— Start Records provided —
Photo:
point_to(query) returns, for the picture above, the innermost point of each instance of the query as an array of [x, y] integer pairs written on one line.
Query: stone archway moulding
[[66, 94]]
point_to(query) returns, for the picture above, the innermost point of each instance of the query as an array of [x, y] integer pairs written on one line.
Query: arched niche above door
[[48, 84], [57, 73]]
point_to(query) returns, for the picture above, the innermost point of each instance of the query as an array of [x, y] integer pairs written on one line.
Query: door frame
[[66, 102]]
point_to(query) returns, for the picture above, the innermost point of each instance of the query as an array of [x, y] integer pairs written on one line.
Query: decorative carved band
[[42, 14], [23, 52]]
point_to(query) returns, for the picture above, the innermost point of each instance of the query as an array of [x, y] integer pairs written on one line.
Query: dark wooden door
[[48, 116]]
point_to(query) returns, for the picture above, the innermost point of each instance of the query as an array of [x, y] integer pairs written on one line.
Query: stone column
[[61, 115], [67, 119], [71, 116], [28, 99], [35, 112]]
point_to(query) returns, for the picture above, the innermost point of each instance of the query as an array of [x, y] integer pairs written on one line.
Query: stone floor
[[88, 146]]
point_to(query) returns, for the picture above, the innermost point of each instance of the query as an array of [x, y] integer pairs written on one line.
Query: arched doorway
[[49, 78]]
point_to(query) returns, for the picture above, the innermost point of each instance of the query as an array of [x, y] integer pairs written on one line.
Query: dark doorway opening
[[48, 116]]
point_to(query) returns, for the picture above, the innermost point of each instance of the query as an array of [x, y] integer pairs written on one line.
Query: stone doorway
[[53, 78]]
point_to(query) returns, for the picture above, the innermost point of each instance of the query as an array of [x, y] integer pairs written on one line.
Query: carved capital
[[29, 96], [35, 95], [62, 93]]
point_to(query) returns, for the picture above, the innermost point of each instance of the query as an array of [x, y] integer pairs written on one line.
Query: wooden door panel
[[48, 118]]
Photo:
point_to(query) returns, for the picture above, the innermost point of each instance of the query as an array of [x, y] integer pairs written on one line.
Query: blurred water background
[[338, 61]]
— End Records provided —
(Problem requirements)
Rewrite the lines above as a numbered list, leaving out any blank lines.

(Correct response)
1. Photo:
2. point_to(query) returns, for the picture above, the innermost point of each instance of the query as an array of [x, y] integer pairs written on one line.
3. Query: stone archway moulding
4. [[66, 94]]
5. point_to(query) returns, for the picture above, the innermost point of each instance of the query as an array of [x, y] integer pairs written on one line.
6. Query: arched niche above door
7. [[48, 84], [57, 73]]
8. point_to(query) returns, for the picture above, the innermost point of each instance of the query as an array of [x, y] integer pairs written on one line.
9. Query: door frame
10. [[66, 102]]
11. point_to(query) returns, for the picture above, the innermost point of each instance of the query as an array of [x, y] integer pairs written on one line.
12. Query: decorative carved band
13. [[42, 14], [23, 52]]
14. point_to(query) returns, for the picture above, the innermost point of each instance of the query as an array of [x, y] integer pairs written on one line.
15. Query: dark wooden door
16. [[48, 116]]
17. point_to(query) returns, for the picture above, the innermost point of each instance of the query as an array of [x, y] integer pairs written on one line.
18. Query: stone column
19. [[61, 115], [67, 119], [71, 116], [28, 99], [35, 112]]
20. point_to(query) returns, for the picture above, the innermost point of each instance of the query as an array of [x, y] integer pairs written on one line.
21. Query: stone floor
22. [[88, 146]]
23. point_to(query) returns, for the picture above, the innermost point of each instance of the query as an array of [x, y] integer pairs written on one line.
24. Query: arched doorway
25. [[49, 78]]
26. point_to(query) returns, for the picture above, the innermost point of each instance of the query as an array of [x, y] integer pairs written on one line.
27. Query: dark doorway opening
28. [[48, 116]]
29. point_to(query) returns, for the picture above, the innermost point of each instance of the query as an array of [x, y] integer pairs written on one line.
30. Query: stone doorway
31. [[53, 78]]
32. point_to(query) returns, for the picture above, the innermost point of each instance of the query as an array of [x, y] integer pairs written on one line.
33. Query: carved capital
34. [[29, 96], [35, 95], [62, 93]]
35. point_to(query) returns, for the picture above, the innermost point of each instance of the query as an array of [x, y] integer pairs written on one line.
36. Query: wooden door panel
37. [[48, 118]]
38. Photo:
39. point_to(query) returns, for the picture above, the innermost point of each instance of the query as an array of [x, y] integer pairs written on one line.
40. Query: blurred water background
41. [[338, 61]]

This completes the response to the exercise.